DIRECTIONS: Copy out the stretch of the material below from the line containing "Placement rule: one point per instance of the banana" through the line containing "column 170, row 11", with both of those lines included. Keep every line as it appears.

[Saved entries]
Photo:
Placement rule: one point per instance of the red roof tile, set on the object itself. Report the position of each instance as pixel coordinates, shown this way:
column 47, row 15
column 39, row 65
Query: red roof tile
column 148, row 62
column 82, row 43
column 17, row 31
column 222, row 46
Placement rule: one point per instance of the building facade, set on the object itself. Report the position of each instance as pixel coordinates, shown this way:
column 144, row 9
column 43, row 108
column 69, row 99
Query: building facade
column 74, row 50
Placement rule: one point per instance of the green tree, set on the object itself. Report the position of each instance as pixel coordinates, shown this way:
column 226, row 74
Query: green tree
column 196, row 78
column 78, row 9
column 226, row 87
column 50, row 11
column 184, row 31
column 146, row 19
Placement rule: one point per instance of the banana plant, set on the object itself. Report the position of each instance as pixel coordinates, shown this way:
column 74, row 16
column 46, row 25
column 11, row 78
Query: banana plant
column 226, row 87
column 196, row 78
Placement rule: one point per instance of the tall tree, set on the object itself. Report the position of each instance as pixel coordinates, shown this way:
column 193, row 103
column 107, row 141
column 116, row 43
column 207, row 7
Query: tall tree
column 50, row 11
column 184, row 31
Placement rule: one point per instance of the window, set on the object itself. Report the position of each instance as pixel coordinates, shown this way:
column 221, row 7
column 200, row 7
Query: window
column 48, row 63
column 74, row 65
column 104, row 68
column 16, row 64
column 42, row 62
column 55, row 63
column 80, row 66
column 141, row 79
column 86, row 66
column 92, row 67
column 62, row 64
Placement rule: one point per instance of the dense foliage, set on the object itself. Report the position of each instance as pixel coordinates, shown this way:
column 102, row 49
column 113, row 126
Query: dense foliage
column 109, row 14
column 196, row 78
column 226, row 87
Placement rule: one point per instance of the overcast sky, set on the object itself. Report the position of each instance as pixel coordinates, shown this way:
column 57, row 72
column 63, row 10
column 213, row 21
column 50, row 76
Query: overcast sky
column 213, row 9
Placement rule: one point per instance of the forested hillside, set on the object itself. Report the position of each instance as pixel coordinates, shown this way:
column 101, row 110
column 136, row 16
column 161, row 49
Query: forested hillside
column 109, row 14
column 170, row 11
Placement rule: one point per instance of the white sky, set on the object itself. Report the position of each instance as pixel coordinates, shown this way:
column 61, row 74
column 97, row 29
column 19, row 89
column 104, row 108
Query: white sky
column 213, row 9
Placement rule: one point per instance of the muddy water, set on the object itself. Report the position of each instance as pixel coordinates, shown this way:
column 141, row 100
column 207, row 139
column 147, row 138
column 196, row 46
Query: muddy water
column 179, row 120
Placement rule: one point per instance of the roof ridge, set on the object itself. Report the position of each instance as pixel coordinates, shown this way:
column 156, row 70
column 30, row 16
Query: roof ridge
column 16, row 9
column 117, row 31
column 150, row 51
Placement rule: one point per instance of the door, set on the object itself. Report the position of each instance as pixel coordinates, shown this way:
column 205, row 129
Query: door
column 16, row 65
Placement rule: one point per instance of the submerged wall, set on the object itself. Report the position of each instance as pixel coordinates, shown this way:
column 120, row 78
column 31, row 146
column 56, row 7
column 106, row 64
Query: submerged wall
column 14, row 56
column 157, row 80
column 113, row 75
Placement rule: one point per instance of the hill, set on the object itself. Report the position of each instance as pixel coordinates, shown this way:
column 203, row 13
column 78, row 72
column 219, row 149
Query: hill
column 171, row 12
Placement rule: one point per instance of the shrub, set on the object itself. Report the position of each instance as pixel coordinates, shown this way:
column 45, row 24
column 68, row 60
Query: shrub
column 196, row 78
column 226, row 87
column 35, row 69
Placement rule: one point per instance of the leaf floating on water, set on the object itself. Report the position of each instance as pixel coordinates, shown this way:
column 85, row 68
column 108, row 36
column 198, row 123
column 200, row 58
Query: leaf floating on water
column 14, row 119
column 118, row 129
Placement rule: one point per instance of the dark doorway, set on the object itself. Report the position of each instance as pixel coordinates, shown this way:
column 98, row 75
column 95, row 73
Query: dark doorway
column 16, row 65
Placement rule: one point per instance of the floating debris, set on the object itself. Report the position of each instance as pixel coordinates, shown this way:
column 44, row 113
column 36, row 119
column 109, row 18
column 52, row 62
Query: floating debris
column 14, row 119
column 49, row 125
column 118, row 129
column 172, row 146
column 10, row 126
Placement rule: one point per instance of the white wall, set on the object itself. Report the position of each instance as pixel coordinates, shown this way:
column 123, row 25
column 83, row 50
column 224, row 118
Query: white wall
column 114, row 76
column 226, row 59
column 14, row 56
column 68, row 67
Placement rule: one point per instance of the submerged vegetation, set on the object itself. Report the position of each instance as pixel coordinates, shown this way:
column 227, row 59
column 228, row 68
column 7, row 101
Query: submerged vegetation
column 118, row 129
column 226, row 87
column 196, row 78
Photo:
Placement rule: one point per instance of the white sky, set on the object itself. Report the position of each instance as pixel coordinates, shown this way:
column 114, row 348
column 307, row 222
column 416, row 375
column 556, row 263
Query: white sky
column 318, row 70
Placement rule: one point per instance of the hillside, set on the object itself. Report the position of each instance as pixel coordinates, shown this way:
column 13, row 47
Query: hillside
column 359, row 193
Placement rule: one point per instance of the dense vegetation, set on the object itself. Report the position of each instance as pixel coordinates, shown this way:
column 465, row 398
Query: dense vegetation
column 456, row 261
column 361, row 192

SOLUTION TO THE PROBLEM:
Placement rule: one point per instance of the banana plant, set on the object itself. Report the position of each instance as pixel coordinates, shown this way:
column 74, row 16
column 46, row 25
column 11, row 78
Query: banana plant
column 226, row 87
column 196, row 78
Placement rule: one point per instance of the tall tree, set on the object itself. Report the position of each instance as pixel coordinates, shown this way:
column 193, row 103
column 107, row 141
column 116, row 43
column 207, row 7
Query: tall tree
column 50, row 11
column 184, row 31
Placement rule: one point per instance of the window, set on the object itself. Report the position of each instance as pixel coordinates, shown this way:
column 221, row 7
column 200, row 7
Query: window
column 48, row 63
column 74, row 65
column 104, row 68
column 16, row 64
column 42, row 62
column 55, row 63
column 80, row 66
column 141, row 79
column 86, row 66
column 92, row 67
column 62, row 64
Placement rule: one point per instance of the dense foliage, set on the object itself. Report the position of each instance as pixel coordinates, shown this way:
column 102, row 49
column 113, row 126
Query: dense foliage
column 109, row 14
column 196, row 78
column 226, row 87
Placement rule: one point per instance of the overcast sky, set on the object itself. Report the position of each instance as pixel coordinates, shown this way:
column 57, row 72
column 63, row 10
column 213, row 21
column 50, row 76
Query: overcast sky
column 213, row 9
Placement rule: one point per instance of the forested hillside, set on the object itself. Report the position of each instance as pixel coordinates, shown this way:
column 101, row 110
column 136, row 16
column 161, row 49
Query: forested hillside
column 109, row 14
column 170, row 11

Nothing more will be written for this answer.